-------- TEXT --------

Imram agrees that restraint is definitely a part of the look, but one doesn’t have to pare down jewellery to just a single pendant, or wedding band. “It is still about being luxurious after all. You just have to make sure that you find the sweet spot of not too little or too much jewellery, to be perfectly balanced with your outfit. In the end, the highlight of your entire look should be you, and not any one piece or category of your ensemble.
“In fine jewellery, a quietly luxurious piece would perhaps be something that forgoes the traditional huge central stones that tell people you have money. Instead, the focus would be on its design, together with exceptional craftsmanship,” he explains.
He suggested going for jewellery with cleaner, geometrical forms, as such designs tend to be a little less conspicuous. There’s no need to shy away from bling, but it would be ideal to go for pieces with pavé-set diamonds, instead of large focal stones that instantly draw attention, for example.
The overall design of the jewellery is a more important consideration than the size of the jewels per se. “Size, to me, isn’t much of an issue. Of course, it shouldn’t be comically large, but jewellery that is on the larger side can be very quietly luxurious too. Our George pavé ring is a great example of this. In the end, the highlight of your entire outfit should be you, and not any one piece of your ensemble,” adds Imram.
Simple and minimalist jewellery can come in many forms, so it is hard to verbalise or define exactly what it looks like. While there may be general guidelines, or qualities to look out for, there’s no one singular idea of what it should be like—as with your personal style, it should be entirely individual and unique to you. It’s not just about the style and design, but the way you wear the jewellery and how you match it with your wardrobe too.
“I don’t believe there’s just one type of style that exudes quiet luxury. Besides, its definition also varies, from one person’s opinion to another’s. I think the key to creating the feel with jewellery is to invest in pieces made with the finest gemstones by the hands of the best craftsmen, with amazing attention to details. Owning deep knowledge of what one is wearing brings out confidence in a person. She is already a winner without having to ‘shout out’ loudly, no matter what the style, gem-size and design of the jewellery she’s wearing is like,” says Ng.

-------- EXTRACTED INFORMATION --------

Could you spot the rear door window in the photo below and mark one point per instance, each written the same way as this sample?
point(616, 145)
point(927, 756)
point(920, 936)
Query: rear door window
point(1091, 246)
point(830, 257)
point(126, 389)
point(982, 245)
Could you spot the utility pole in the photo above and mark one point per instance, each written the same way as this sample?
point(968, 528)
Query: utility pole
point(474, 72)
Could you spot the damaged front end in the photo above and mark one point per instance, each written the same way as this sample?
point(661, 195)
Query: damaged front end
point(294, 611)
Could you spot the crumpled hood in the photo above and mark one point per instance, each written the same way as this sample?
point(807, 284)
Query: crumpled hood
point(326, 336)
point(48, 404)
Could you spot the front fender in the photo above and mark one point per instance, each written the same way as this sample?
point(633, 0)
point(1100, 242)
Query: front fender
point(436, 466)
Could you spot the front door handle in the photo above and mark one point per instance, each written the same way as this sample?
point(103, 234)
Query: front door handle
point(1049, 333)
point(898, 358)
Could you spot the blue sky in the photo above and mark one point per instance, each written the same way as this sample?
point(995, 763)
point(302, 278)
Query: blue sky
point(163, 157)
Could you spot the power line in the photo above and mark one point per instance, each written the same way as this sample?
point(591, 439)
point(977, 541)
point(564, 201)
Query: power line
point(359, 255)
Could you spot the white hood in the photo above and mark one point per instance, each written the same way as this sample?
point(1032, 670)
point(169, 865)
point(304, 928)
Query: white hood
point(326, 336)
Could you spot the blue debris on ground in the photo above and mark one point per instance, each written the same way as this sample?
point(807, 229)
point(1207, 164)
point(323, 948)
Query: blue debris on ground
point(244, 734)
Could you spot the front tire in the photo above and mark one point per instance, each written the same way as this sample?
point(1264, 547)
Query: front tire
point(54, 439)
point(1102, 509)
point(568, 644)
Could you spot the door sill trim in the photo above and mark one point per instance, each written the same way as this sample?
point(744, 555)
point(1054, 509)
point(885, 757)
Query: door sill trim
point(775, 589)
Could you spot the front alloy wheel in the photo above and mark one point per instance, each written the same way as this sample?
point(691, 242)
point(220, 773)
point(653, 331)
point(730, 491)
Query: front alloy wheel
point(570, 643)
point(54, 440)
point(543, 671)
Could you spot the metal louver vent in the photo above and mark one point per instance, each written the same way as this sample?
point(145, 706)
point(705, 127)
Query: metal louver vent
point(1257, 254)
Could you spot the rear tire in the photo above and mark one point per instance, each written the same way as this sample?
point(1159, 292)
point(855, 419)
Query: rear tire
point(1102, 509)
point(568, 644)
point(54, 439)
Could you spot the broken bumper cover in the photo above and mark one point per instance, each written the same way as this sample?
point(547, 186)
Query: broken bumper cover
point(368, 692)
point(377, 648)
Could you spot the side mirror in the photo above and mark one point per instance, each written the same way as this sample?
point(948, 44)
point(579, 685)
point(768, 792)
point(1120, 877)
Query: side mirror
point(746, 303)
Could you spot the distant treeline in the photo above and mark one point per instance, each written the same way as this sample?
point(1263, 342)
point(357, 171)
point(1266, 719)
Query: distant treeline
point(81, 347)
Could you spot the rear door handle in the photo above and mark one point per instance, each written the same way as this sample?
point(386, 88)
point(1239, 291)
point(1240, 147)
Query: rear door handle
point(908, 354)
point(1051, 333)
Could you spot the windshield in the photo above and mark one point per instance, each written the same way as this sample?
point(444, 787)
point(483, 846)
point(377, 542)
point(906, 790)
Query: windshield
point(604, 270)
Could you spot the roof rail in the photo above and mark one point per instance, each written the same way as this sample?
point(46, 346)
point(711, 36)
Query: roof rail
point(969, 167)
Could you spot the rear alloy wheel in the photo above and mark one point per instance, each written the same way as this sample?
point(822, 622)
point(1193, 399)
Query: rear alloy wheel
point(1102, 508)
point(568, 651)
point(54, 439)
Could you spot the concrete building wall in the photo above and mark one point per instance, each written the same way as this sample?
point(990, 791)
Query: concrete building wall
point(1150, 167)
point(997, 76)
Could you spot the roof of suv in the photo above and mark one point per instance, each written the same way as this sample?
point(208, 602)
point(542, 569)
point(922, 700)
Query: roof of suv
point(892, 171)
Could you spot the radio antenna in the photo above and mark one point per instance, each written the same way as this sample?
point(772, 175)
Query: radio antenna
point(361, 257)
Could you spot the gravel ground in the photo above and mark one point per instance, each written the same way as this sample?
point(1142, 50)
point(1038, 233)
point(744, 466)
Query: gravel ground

--------

[EXERCISE REQUIREMENTS]:
**a.** Rewrite the quiet-luxury jewelry text between "Imram agrees that" and "of your ensemble.", inclusive, replacing "sweet spot" with "happy medium".
**b.** List every type of jewelry piece that the quiet-luxury jewelry text names.
The items have no connection to the quiet-luxury jewelry text.

[RESULTS IN ORDER]:
**a.**
Imram agrees that restraint is definitely a part of the look, but one doesn’t have to pare down jewellery to just a single pendant, or wedding band. “It is still about being luxurious after all. You just have to make sure that you find the happy medium of not too little or too much jewellery, to be perfectly balanced with your outfit. In the end, the highlight of your entire look should be you, and not any one piece or category of your ensemble.

**b.**
- Pendant
- Wedding band
- Ring (the George pavé ring)